*YOUR INSTRUCTIONS*: Scan the entries that follow for the word "woman", then report every line in which it appears.

+ + + +

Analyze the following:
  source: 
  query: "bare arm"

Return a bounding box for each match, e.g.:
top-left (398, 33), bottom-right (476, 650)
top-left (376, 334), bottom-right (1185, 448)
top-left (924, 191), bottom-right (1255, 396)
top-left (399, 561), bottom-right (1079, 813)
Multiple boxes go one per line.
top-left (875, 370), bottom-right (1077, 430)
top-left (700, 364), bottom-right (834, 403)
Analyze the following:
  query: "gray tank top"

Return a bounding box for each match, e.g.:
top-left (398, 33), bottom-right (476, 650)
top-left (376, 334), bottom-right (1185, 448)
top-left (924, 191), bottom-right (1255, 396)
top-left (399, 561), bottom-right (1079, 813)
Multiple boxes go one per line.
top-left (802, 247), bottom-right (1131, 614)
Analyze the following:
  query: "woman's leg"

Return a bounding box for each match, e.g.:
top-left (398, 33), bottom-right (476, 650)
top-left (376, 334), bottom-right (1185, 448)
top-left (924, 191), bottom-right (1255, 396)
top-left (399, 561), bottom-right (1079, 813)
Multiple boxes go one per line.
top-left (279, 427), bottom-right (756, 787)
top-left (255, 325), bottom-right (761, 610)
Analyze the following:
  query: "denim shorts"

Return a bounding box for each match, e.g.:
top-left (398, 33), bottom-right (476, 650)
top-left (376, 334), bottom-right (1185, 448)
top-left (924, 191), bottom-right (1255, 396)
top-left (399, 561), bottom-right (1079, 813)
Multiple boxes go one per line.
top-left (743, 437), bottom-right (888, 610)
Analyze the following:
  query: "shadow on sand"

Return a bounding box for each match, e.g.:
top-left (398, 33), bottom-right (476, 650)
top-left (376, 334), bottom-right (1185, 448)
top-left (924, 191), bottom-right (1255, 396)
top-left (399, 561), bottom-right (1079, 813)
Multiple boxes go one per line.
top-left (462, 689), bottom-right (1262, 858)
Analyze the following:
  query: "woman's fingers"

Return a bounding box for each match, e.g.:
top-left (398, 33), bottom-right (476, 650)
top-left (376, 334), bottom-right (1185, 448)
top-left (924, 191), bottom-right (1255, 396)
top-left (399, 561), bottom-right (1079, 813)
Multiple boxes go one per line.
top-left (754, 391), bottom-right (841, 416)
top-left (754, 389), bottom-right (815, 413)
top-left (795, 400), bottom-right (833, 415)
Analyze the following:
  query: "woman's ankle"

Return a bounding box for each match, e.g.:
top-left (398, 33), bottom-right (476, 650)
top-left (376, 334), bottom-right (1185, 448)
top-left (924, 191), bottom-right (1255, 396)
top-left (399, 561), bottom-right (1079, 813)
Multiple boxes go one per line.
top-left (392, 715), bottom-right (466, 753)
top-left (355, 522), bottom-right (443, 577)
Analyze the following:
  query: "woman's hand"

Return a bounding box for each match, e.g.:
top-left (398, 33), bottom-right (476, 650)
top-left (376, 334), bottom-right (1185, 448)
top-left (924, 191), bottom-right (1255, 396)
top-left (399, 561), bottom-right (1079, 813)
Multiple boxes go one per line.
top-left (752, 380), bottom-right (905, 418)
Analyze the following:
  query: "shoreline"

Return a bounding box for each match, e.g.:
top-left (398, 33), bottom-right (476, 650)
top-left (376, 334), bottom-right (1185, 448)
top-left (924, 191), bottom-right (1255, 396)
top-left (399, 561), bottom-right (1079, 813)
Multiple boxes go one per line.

+ + + +

*RESULT OF THE EXERCISE*:
  query: "woman's leg"
  query: "woman's fingers"
  query: "woman's ankle"
  query: "woman's hand"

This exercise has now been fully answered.